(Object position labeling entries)
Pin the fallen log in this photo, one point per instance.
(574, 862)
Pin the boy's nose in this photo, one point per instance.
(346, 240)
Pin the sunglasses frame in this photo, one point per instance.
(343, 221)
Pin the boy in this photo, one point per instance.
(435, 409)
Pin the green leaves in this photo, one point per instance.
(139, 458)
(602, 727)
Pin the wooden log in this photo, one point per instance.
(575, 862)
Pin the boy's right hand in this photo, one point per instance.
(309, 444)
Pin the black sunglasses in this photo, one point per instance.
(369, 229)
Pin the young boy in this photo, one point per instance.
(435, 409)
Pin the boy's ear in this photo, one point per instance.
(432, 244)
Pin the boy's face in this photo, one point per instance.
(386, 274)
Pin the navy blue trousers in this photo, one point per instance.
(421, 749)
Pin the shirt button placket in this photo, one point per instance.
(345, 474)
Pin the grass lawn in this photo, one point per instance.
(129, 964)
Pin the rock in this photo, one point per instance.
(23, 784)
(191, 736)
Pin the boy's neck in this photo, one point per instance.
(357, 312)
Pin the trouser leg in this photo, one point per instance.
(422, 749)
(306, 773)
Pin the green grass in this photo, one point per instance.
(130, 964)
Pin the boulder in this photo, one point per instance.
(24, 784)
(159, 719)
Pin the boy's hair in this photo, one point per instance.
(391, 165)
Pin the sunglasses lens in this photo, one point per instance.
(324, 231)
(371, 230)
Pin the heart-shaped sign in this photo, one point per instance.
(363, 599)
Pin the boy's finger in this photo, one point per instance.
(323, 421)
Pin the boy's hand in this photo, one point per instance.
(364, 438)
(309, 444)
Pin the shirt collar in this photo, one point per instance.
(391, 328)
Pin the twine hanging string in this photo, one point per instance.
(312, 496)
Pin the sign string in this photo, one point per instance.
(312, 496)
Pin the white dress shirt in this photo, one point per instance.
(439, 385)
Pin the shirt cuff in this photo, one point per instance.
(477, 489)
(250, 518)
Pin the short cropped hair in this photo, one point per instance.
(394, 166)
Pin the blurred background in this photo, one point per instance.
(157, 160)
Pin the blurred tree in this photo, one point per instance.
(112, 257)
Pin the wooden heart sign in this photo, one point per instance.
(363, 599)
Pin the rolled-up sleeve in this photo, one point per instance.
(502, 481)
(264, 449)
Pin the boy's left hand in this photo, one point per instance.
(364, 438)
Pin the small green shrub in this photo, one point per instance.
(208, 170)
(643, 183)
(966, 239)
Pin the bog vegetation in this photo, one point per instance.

**What to work on:**
Write out every record verbatim.

**Response to the exercise:**
Pin the fallen log in this photo, one point per instance.
(574, 862)
Pin the boy's nose in this photo, one point per instance.
(346, 240)
Pin the sunglasses frame in this photo, one point per instance.
(343, 221)
Pin the boy in this photo, one point per instance.
(435, 409)
Pin the green leaves in this photo, one point per instance.
(139, 458)
(602, 727)
Pin the wooden log in this photo, one point per instance.
(575, 862)
Pin the boy's right hand in this photo, one point per instance.
(309, 444)
Pin the black sunglasses in this photo, one point per instance.
(369, 229)
Pin the young boy in this photo, one point per instance.
(435, 409)
Pin the boy's ear in this photo, one point per instance.
(432, 244)
Pin the boy's face in this photo, one point per instance.
(386, 274)
Pin the navy blue trousers in this photo, one point per instance.
(421, 749)
Pin the shirt button placket in this photo, one point per instance.
(345, 474)
Pin the grass lawn in this photo, one point per instance.
(129, 964)
Pin the rock in this photo, one point per instance.
(23, 784)
(191, 736)
Pin the boy's neck in this photo, one point per instance.
(357, 312)
Pin the trouser leg in this photo, one point per instance.
(422, 749)
(306, 773)
Pin the green grass in this photo, one point per instance.
(130, 964)
Pin the boulder in this photo, one point per instance.
(24, 784)
(159, 719)
Pin the boy's hair in this photo, one point per instance.
(391, 165)
Pin the sunglasses lens in this photo, one point per instance.
(324, 231)
(371, 230)
Pin the heart-shaped sign in this photo, one point per instance.
(363, 599)
Pin the boy's finger in this photo, one point per instance.
(323, 421)
Pin the boy's hand in this photo, one point per instance.
(364, 438)
(309, 444)
Pin the shirt collar in this photo, one point per instance.
(391, 328)
Pin the twine hanging string in this photo, one point per instance.
(312, 496)
Pin the sign string in this photo, one point per instance.
(312, 496)
Pin the white dress shirt in this photo, one point per instance.
(439, 385)
Pin the shirt cuff in this photo, one point per instance.
(477, 489)
(250, 518)
Pin the short cropped hair in this photo, one point per instance.
(394, 166)
Pin the blurred background in this photo, one point per instance.
(157, 160)
Pin the blurred tree in this photo, one point per instance.
(112, 257)
Pin the wooden heart sign in this photo, one point per instance.
(363, 599)
Pin the rolled-up sleeve in this photo, one point per instance.
(502, 481)
(264, 449)
Pin the boy's left hand in this photo, one point per instance.
(364, 438)
Pin the small green shrub in this photo, one point per instance.
(208, 170)
(643, 183)
(966, 239)
Pin the bog vegetation in this photo, one point per instance.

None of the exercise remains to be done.